Trecho do texto:
* * *

Um exemplo é o café verde. Em 2024, o Brasil exportou US$ 513,83 milhões aos árabes, contra US$ 1,896 bilhão enviados aos americanos.
A Arábia Saudita, o Kuwait e a Argélia aparecem como os principais destinos alternativos. Apenas US$ 49,12 milhões dos US$ 400 milhões importados pela Arábia Saudita vieram do Brasil, o que mostra espaço para ampliar a fatia brasileira.
A carne bovina é outro destaque. Em 2024, os árabes compraram US$ 1,211 bilhão em proteína bovina brasileira.
Já os Estados Unidos ficaram com US$ 885 milhões. Países como Egito, Emirados Árabes Unidos e Arábia Saudita podem ampliar as aquisições.
No Egito, por exemplo, apenas US$ 273,07 milhões dos US$ 927,12 milhões gastos com carne bovina foram destinados ao Brasil.
Itens ainda pouco explorados
O estudo também destacou produtos que os árabes compram em grande escala, mas ainda não têm presença relevante do Brasil.
Máquinas de construção, como bulldozers e pás carregadoras, entram nessa lista. Há espaço para crescimento.
Outro caso é o dos semimanufaturados de ferro ou aço e madeira de coníferas. São itens exportados aos Estados Unidos, mas com baixa penetração no mercado árabe. Portanto, representam oportunidades a explorar.
Diferença nas tarifas
O ponto mais importante está nas tarifas. O café verde chega aos países árabes com alíquota zerada. Já os Estados Unidos cobram agora 50% sobre o produto brasileiro.
Na carne bovina congelada, a tarifa nos países árabes varia de zero a 6%. O açúcar enfrenta alíquota entre zero e 20%.
Ferro e aço pagam de zero a 12%, contra 50% nos Estados Unidos. Já o petróleo refinado, um dos carros-chefe das exportações brasileiras para o mercado americano, entra na Liga Árabe pagando 5%.
Portanto, as condições comerciais favorecem a mudança de rota das exportações brasileiras.
Mitigação de impactos e expansão
Segundo a Câmara, o objetivo é duplo: mitigar os efeitos da sobretaxa americana e ampliar os laços comerciais com os árabes.
O cálculo levou em conta os 20 principais produtos exportados pelo Brasil aos Estados Unidos, as tarifas aplicadas e os destinos consumidores na Liga Árabe.
O secretário-geral da Câmara, Mohamad Mourad, destacou que os países árabes têm crescimento populacional e econômico acima da média mundial, além de uma população jovem.
Ele reforçou que o Brasil é um provedor estratégico para a segurança alimentar da região.
Expectativas e perspectivas
Ainda não há uma estimativa exata de quanto pode ser redirecionado, mas Mourad projeta absorção parcial já neste ano.
Ele cita café e carne bovina como exemplos de produtos que podem ter demanda imediata, embora nem tudo seja absorvido.
Para ele, o setor produtivo e as empresas precisam agir de forma proativa para conquistar esse espaço.
Resultados atuais e próximos passos
Em 2024, o Brasil exportou US$ 23,68 bilhões para os países árabes, obtendo superávit de US$ 13,50 bilhões.

* * *

Dados de anotação por pontos
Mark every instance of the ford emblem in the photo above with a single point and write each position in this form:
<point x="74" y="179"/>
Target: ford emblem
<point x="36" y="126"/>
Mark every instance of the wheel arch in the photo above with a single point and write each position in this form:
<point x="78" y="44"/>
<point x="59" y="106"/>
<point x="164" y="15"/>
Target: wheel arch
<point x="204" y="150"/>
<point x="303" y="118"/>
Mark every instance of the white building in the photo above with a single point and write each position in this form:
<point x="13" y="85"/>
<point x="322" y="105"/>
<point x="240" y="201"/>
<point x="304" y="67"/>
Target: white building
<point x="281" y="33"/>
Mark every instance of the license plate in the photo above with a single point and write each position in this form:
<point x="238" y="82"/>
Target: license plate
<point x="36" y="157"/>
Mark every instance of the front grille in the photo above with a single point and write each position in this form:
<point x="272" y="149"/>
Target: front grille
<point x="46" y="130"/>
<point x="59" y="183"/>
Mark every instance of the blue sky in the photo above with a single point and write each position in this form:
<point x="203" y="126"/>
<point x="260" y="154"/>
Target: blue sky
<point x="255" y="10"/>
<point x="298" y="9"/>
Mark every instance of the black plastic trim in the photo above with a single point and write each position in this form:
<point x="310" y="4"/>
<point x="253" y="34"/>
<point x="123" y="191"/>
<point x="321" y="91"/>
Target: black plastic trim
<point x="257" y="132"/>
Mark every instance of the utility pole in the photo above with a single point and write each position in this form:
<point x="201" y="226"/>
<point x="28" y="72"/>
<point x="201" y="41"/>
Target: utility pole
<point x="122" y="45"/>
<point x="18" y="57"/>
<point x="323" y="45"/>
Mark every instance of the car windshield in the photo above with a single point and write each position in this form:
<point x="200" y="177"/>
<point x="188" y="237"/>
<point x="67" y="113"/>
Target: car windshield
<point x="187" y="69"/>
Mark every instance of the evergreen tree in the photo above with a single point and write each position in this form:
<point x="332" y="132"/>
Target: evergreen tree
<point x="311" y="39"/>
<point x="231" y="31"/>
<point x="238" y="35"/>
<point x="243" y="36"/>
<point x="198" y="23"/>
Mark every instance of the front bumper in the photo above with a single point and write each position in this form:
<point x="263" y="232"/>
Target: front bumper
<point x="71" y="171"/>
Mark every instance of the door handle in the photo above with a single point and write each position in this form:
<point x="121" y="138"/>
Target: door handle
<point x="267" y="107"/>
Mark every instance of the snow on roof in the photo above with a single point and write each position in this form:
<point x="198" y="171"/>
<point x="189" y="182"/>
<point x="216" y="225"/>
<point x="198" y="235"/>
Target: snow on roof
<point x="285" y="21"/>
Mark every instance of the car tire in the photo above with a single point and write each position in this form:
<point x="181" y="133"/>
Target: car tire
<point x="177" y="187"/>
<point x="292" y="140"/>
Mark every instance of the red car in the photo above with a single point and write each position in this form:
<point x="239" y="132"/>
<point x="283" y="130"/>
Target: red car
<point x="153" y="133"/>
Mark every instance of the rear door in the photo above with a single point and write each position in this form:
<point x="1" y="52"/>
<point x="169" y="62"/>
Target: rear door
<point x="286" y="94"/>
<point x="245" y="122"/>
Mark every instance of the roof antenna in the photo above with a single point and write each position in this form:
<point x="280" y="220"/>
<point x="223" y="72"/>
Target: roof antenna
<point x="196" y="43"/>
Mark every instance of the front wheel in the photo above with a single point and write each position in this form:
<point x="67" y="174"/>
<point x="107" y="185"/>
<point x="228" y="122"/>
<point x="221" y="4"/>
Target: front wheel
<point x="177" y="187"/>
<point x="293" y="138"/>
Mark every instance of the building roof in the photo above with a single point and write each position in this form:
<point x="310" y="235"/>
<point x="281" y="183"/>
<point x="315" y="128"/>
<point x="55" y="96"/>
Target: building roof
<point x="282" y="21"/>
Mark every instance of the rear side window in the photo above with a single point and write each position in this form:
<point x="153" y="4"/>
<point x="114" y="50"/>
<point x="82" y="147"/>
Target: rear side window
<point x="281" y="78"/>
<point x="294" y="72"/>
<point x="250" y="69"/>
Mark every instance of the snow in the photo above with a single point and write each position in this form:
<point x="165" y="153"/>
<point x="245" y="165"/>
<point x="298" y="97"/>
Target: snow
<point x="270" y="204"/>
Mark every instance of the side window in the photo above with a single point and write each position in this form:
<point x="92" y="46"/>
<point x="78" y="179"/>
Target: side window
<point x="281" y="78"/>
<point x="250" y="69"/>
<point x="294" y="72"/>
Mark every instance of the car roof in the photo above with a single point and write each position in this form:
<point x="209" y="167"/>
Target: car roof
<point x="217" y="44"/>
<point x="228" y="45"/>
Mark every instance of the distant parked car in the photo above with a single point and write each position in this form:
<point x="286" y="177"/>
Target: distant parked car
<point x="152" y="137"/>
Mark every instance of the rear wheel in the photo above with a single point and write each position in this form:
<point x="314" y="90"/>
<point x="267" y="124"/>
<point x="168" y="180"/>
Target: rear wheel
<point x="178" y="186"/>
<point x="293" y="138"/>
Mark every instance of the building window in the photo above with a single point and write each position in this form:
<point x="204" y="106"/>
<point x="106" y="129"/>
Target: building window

* * *

O que fazer:
A. No texto sobre exportações ao mundo árabe, quais países árabes aparecem pelo nome? Liste todos.
B. Extraia do texto sobre exportações ao mundo árabe o trecho que vai de "Máquinas de construção, como" até "Árabe pagando 5%.".
As linhas não têm nenhuma relação com o texto.

Respostas:
A. Arábia Saudita, Kuwait, Argélia, Egito e Emirados Árabes Unidos.

B.
Máquinas de construção, como bulldozers e pás carregadoras, entram nessa lista. Há espaço para crescimento.
Outro caso é o dos semimanufaturados de ferro ou aço e madeira de coníferas. São itens exportados aos Estados Unidos, mas com baixa penetração no mercado árabe. Portanto, representam oportunidades a explorar.
Diferença nas tarifas
O ponto mais importante está nas tarifas. O café verde chega aos países árabes com alíquota zerada. Já os Estados Unidos cobram agora 50% sobre o produto brasileiro.
Na carne bovina congelada, a tarifa nos países árabes varia de zero a 6%. O açúcar enfrenta alíquota entre zero e 20%.
Ferro e aço pagam de zero a 12%, contra 50% nos Estados Unidos. Já o petróleo refinado, um dos carros-chefe das exportações brasileiras para o mercado americano, entra na Liga Árabe pagando 5%.